**TÂCHES À RÉALISER:**
(1) Résumez en deux phrases au plus le paragraphe de l'extrait des mémoires qui commence par « Madame de Duras tomba dans ce piège », sans en perdre les faits principaux.
(2) Veuillez citer mot pour mot le passage de l'extrait des mémoires qui commence par « Mémoires de la » et se poursuit jusqu'à « Retour de monsieur le duc d’Angoulême. ».

Mémoires de la comtesse de Boigne (1921)/Tome III/VII/Chapitre VIII

Émile-Paul Frères, Éditeurs (Tome iii
De 1820 à 1830.
p. 93-104).


CHAPITRE viii


Madame de Duras fait nommer le duc de Rauzan. — La guerre d’Espagne. — Départ de monsieur le duc d’Angoulême. — Marchés de Bayonne. — Habileté d’Ouvrard. — Intrigues du parti ultra. — Sagesse de monsieur le duc d’Angoulême. — Mécontentement contre lui. — Madame de Meffray. — Campagne en Espagne. — Prise du Trocadéro. — Conduite du prince de Carignan. — Les grenadiers lui donnent des épaulettes en laine. — Mot du duc de Reichstadt à ce sujet. — Madame à Bordeaux. — Le baron de Damas remplace le maréchal de Bellune. — Retour de monsieur le duc d’Angoulême.

J’ai souvent remarqué avec étonnement que les femmes, même les plus dévouées, même les plus distinguées, ne peuvent guère se garantir d’afficher leur crédit lorsque les hommes qu’elles chérissent arrivent au pouvoir. Elles ne sauraient pourtant leur rendre plus mauvais service.

Madame de Duras tomba dans ce piège de la fortune d’autant plus facilement qu’elle commençait à être fort inquiète de l’attachement de monsieur de Chateaubriand pour madame Récamier. Elle exigea de lui de nommer son gendre, le duc de Rauzan, chef des travaux politiques. Ce poste avait toujours été rempli par quelque diplomate consommé, vieilli dans les bureaux.

**DONNÉES FOURNIES:**
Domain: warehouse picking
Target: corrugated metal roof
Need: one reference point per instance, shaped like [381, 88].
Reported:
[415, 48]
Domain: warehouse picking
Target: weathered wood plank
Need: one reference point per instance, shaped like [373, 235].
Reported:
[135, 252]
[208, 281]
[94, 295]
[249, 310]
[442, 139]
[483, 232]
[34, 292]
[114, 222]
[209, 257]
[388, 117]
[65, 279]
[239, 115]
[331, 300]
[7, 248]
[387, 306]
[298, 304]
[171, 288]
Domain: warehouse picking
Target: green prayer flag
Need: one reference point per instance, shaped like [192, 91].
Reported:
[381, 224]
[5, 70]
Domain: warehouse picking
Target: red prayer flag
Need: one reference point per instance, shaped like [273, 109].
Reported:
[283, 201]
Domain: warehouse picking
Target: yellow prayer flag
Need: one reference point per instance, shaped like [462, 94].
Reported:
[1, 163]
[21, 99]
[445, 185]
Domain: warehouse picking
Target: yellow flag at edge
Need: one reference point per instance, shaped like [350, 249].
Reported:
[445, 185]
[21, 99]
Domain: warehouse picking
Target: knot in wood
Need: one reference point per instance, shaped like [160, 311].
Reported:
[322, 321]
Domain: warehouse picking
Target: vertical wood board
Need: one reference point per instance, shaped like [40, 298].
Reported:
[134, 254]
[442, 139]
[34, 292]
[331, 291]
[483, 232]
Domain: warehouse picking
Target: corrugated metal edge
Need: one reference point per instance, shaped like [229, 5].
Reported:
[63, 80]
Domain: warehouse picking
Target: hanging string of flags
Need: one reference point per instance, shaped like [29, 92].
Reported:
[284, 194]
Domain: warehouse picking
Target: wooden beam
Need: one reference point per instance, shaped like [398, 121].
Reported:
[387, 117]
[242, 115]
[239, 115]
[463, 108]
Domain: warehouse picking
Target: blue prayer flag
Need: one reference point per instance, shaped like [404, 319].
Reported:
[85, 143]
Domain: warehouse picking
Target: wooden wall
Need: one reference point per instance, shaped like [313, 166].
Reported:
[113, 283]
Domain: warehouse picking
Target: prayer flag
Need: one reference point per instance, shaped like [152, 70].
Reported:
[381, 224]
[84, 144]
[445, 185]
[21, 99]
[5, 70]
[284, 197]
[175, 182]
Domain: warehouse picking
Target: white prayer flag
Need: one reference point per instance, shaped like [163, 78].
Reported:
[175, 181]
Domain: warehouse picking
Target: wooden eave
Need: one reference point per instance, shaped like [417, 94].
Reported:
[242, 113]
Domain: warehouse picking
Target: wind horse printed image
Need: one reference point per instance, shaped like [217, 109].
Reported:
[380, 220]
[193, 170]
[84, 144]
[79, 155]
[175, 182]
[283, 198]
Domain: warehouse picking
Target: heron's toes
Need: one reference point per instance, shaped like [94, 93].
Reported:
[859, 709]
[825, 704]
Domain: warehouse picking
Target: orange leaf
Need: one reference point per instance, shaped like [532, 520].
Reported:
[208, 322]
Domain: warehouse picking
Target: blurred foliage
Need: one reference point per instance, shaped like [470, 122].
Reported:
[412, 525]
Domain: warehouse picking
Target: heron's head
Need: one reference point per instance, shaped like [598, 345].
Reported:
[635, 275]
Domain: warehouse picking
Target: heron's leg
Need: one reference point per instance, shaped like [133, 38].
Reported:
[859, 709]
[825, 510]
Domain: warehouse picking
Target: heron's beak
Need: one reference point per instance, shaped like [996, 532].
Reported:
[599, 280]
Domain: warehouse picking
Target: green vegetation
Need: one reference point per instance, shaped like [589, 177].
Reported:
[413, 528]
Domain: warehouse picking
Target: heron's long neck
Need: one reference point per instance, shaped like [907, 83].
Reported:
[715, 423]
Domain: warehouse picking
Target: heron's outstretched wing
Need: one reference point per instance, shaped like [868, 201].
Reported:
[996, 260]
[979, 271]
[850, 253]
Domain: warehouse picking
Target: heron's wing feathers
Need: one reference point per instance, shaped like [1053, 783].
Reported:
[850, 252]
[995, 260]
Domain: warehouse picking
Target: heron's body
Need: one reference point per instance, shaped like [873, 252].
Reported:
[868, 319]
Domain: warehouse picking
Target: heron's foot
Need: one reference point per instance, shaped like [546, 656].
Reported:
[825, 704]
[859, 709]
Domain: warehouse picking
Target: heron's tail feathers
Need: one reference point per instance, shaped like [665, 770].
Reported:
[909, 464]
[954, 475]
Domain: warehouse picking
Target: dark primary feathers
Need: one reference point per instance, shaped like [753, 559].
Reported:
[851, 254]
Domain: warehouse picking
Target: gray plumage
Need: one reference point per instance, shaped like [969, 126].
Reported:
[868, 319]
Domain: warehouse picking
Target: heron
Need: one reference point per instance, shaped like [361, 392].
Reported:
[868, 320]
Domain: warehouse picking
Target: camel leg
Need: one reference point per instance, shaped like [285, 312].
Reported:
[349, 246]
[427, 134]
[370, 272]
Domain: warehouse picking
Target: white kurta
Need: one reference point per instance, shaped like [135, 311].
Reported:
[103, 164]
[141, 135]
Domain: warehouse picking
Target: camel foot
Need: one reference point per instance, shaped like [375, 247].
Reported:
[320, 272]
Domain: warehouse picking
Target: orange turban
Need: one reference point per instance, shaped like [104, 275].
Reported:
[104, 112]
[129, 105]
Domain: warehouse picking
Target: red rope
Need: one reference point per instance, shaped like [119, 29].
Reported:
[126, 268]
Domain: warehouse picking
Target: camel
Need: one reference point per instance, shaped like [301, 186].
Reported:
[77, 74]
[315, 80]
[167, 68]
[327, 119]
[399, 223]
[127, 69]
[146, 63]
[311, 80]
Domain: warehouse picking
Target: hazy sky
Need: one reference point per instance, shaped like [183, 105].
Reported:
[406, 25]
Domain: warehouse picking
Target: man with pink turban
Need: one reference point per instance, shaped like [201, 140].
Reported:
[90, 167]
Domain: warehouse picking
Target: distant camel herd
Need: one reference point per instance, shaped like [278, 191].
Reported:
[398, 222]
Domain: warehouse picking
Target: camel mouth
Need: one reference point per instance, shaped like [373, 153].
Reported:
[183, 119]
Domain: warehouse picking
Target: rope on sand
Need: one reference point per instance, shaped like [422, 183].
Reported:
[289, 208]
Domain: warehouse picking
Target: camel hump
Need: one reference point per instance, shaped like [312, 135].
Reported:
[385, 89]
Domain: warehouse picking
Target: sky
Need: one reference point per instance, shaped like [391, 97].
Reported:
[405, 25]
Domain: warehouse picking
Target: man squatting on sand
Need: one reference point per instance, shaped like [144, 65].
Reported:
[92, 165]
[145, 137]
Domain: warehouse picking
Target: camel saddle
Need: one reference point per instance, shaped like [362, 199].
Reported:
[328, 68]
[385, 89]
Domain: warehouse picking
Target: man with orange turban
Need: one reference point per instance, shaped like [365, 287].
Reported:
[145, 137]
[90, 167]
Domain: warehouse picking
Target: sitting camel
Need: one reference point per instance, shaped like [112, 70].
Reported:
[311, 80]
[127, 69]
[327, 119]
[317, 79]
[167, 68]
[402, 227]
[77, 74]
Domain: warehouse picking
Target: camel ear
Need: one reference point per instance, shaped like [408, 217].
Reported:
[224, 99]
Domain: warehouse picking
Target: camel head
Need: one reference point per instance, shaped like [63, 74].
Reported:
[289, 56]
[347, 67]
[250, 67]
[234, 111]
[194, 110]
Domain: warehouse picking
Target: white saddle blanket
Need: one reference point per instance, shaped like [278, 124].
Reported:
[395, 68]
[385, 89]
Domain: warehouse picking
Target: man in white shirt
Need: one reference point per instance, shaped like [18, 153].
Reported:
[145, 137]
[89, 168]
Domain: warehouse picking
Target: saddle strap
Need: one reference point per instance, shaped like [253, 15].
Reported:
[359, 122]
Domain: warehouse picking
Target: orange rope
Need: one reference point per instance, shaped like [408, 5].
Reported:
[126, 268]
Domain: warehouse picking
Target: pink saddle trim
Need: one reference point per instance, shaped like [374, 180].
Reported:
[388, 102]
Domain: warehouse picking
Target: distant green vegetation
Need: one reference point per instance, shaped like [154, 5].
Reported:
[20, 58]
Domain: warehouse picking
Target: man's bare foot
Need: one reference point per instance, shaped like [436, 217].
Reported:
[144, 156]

**CORRIGÉS DÉTAILLÉS:**
(1) Madame de Duras, de plus en plus inquiète de l'attachement de monsieur de Chateaubriand pour madame Récamier, tomba d'autant plus facilement dans le piège d'afficher son crédit. Elle exigea que son gendre, le duc de Rauzan, soit nommé chef des travaux politiques, un poste toujours occupé jusque-là par un diplomate consommé, vieilli dans les bureaux.

(2)
Mémoires de la comtesse de Boigne (1921)/Tome III/VII/Chapitre VIII

Émile-Paul Frères, Éditeurs (Tome iii
De 1820 à 1830.
p. 93-104).


CHAPITRE viii


Madame de Duras fait nommer le duc de Rauzan. — La guerre d’Espagne. — Départ de monsieur le duc d’Angoulême. — Marchés de Bayonne. — Habileté d’Ouvrard. — Intrigues du parti ultra. — Sagesse de monsieur le duc d’Angoulême. — Mécontentement contre lui. — Madame de Meffray. — Campagne en Espagne. — Prise du Trocadéro. — Conduite du prince de Carignan. — Les grenadiers lui donnent des épaulettes en laine. — Mot du duc de Reichstadt à ce sujet. — Madame à Bordeaux. — Le baron de Damas remplace le maréchal de Bellune. — Retour de monsieur le duc d’Angoulême.